- Goal of the exercise
Your copy should hold only the lines from the one containing "Query: single-story building" through the final line of the entries, exactly as written, with no pictures.

- Recorded information
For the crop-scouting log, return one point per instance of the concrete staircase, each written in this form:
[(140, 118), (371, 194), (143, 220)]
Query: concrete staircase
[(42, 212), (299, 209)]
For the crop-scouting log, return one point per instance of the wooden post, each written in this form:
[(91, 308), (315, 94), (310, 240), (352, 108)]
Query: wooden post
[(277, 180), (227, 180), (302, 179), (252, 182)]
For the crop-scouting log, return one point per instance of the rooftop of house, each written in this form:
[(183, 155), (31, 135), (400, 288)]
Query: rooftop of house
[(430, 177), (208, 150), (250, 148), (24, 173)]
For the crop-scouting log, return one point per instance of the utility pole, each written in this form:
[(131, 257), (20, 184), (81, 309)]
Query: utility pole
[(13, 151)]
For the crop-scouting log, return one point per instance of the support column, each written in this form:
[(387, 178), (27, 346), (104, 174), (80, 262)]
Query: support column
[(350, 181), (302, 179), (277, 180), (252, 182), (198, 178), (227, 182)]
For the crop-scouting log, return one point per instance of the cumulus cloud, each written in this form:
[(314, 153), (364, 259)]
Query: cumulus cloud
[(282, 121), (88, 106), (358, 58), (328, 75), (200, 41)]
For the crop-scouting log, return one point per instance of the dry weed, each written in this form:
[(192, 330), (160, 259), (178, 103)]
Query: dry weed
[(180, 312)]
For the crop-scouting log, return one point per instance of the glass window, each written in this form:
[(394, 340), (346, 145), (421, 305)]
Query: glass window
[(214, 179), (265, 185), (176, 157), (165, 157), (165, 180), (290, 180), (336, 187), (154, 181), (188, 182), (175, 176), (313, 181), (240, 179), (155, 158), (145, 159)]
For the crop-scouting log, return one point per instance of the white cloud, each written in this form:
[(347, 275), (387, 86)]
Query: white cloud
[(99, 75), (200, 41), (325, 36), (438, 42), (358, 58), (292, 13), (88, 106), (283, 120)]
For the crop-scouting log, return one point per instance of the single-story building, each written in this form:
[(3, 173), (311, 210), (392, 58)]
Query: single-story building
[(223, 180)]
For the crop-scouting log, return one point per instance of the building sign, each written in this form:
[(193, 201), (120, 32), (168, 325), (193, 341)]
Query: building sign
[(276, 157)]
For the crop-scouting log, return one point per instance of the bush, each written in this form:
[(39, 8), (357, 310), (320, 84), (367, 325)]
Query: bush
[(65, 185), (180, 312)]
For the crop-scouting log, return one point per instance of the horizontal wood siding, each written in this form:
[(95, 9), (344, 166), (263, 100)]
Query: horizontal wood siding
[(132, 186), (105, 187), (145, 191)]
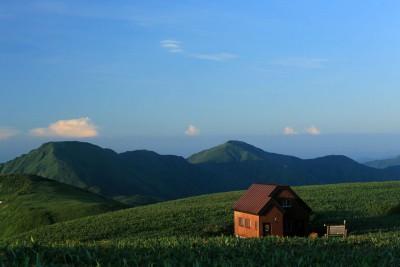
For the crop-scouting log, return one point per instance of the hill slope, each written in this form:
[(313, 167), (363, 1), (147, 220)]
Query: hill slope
[(241, 164), (29, 201), (383, 164), (148, 177), (367, 207), (108, 173)]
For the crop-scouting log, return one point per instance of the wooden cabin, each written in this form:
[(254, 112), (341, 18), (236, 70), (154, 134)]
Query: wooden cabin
[(271, 209)]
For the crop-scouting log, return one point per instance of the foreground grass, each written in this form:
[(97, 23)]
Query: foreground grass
[(198, 231), (367, 207), (368, 250)]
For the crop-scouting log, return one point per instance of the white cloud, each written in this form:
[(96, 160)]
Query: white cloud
[(78, 128), (313, 130), (216, 57), (305, 63), (192, 130), (7, 132), (289, 131), (172, 46)]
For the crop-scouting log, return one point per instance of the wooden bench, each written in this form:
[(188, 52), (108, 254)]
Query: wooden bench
[(336, 230)]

- Reply
Query: single-story building
[(223, 180)]
For the crop-scouting log, return one point per instance of the building sign, each written in this form:
[(193, 201), (120, 32), (168, 325), (193, 341)]
Query: building sign
[(276, 157)]
For the crop-scouting log, return one point per instance of the bush, each written in this form:
[(39, 8), (357, 310), (320, 84), (367, 325)]
Query: bush
[(65, 185), (180, 312)]
For the crop-scouting log, return one point per instance of the horizontal wood siding, each written in this form:
[(95, 9), (344, 166), (263, 100)]
Query: horizontal wood siding
[(132, 186), (105, 187), (145, 191)]
For the crop-scouting log, return one point per instance of the hill slope, each written in this form:
[(313, 167), (363, 1), (147, 220)]
Query: hill slope
[(241, 164), (29, 201), (383, 164), (148, 177), (367, 207), (108, 173)]
For the crop-scouting log, return one point per instance of the wooden cabin, each written in this form:
[(254, 112), (341, 18), (236, 70), (154, 134)]
Query: wooden cabin
[(271, 209)]
For the crop-scouting log, return one point per instance of the foreground grass, each written in this form:
[(97, 23)]
Query: foreground grass
[(198, 231), (367, 207), (368, 250)]
For the crop-scouting log, return one point per instance of the white cloud, each written in this form:
[(96, 160)]
Query: white cloud
[(78, 128), (313, 130), (216, 57), (305, 63), (192, 130), (7, 132), (289, 131), (172, 46)]
For the crop-scouting log, return one point per instance of the wooden bench, each written in this form:
[(188, 52), (108, 254)]
Query: wooden bench
[(336, 230)]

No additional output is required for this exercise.